* _Exercise aim_
The span to copy runs from the line containing "Every instance of the fallen" to the last line below. Copy it exactly, with nothing else.

(Data entries)

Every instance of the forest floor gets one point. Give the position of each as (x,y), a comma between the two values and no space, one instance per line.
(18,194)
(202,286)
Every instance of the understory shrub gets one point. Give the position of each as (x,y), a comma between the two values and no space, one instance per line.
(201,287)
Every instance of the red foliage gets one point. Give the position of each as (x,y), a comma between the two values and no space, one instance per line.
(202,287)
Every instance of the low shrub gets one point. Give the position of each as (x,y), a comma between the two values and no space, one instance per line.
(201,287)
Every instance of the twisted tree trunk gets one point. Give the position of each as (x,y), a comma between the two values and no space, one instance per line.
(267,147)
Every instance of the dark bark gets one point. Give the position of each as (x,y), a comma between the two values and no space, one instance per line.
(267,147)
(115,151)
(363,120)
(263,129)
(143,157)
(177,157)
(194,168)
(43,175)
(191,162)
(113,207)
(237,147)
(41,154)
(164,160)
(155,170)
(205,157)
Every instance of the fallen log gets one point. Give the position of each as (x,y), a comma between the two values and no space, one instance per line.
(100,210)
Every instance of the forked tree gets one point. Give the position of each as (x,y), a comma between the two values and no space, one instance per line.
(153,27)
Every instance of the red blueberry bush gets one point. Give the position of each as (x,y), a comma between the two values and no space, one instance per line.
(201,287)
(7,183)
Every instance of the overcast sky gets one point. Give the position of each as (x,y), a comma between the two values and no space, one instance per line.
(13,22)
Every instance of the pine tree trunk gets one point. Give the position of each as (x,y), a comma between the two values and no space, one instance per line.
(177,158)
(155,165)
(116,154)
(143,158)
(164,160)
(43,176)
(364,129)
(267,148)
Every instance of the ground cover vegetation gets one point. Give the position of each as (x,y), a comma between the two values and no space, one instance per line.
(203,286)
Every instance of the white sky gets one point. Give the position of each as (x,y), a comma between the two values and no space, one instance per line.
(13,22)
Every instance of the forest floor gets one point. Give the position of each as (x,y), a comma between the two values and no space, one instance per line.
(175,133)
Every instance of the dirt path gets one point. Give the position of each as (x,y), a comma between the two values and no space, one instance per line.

* _Task answer_
Every instance of the fallen log gets one point. Give the position of each as (x,y), a comma between the two values and no space, one instance per line.
(100,210)
Every instance of the forked tree gets one point. Give the position of each as (x,y), a comma between the two values and no space, one instance per line.
(153,27)
Every instance of the red blueberry bush gets one point. Give the position of each as (x,y), a comma between the two values and no space, one instance per line.
(201,287)
(7,183)
Every instance of the overcast sky gets one point. Give the position of each as (x,y), a comma between the two values and no space, one instance per line.
(13,22)
Every instance of the pine tree trunk gets one point. Give the position of each as (x,y), a comma between the two values and no space, one instance per line.
(177,158)
(155,165)
(116,154)
(143,158)
(164,160)
(43,176)
(364,129)
(267,148)
Every instance of the ground cover vegetation gets one point. Give the position of each as (x,y), a comma between the two values and no space, one instance per line.
(203,286)
Every instance of the white sky gets one point. Give the position of each as (x,y), a comma between the two values and no space, one instance per line.
(13,22)
Every instance of the forest floor gets one point. Give the position of each as (x,y), a comma between the two values and no space, one instance per line.
(175,133)
Every instance of the dirt path gets one point. Give the position of each as (x,y), a comma between the two values and no space, one instance per line.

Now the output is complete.